Воплощая законченные модели (анти)утопического сознания в отдельных произведениях («Мы» Замятина, «Чевенгур» Платонова, «Пирамида» Леонова), русская литература в то же время характеризуется эсхатологической установкой in toto. Неуверенность в прошлом компенсируется нетерпеливой обращённостью в будущее. По замечанию М.Н. Эпштейна, «русская культура, очевидно, тяготеет к «футуроцентризму», как к особой форме логоцентризма (архетип второго пришествия: Логос прибывает из будущего)» [8, с. 455]. Писатели начала XXI века также стремятся выявить новое тотальное (анти)утопическое сознание, ставшее, по всей видимости, знаком современности.
По замечанию Сергея Чупринина, жанр антиутопии в современной русской литературе - это «привычное место встречи писателей, идущих и от реалистической традиции ("ЖД" Дмитрия Быкова, "2017" Ольги Славниковой), и от постмодерна ("День опричника" и "Сахарный Кремль" Владимира Сорокина, "Empire V" Виктора Пелевина), и от сатирической журналистики ("2008" Сергея Доренко), и из толщи национал-патриотической словесности ("На острове Буяне" Веры Галактионовой, "Крейсерова соната" и другие романы Александра Проханова), и из толщи самого что ни на есть масскульта ("Метро 2030" Дмитрия Глуховского)» [6]. Существует мнение, что в современной литературе сложился даже особый тип апокалиптического романа, «генетическими чертами» которого, - как свидетельствует Дмитрий Быков, - «являются: угрюмый эсхатологизм, ожидание последних дней, бурчание по поводу повсеместного падения нравов, ужасные картины быта, наличие полуюродивого положительного героя - носителя морального, не испорченного разумом начала, - и отвращение к интеллигенции, продажной и давно ни на что не способной» [7, с. 669]. Вместе с тем антиутопии больше не производят такого шокирующего впечатления, как во времена Замятина и Оруэлла; по мнению Льва Данилкина, «тревога относительно будущего стала частью поп-культуры - и писателю надо как следует постараться, чтобы напугать кого-нибудь до заикания» [2].

**Ваши задания**:
1. Какие три произведения названы во фрагменте об антиутопии в русской литературе как воплощения законченных моделей (анти)утопического сознания?
2. Перепишите дословно часть фрагмента об антиутопии в русской литературе от слов «Воплощая законченные модели» до слов «видимости, знаком современности.» включительно.
Данные к этому отношения не имеют.

**Собранные данные**:
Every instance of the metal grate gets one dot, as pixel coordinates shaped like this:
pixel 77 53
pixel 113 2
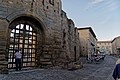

**Ответы на задания**:
1. «Мы» Замятина, «Чевенгур» Платонова и «Пирамида» Леонова.

2.
Воплощая законченные модели (анти)утопического сознания в отдельных произведениях («Мы» Замятина, «Чевенгур» Платонова, «Пирамида» Леонова), русская литература в то же время характеризуется эсхатологической установкой in toto. Неуверенность в прошлом компенсируется нетерпеливой обращённостью в будущее. По замечанию М.Н. Эпштейна, «русская культура, очевидно, тяготеет к «футуроцентризму», как к особой форме логоцентризма (архетип второго пришествия: Логос прибывает из будущего)» [8, с. 455]. Писатели начала XXI века также стремятся выявить новое тотальное (анти)утопическое сознание, ставшее, по всей видимости, знаком современности.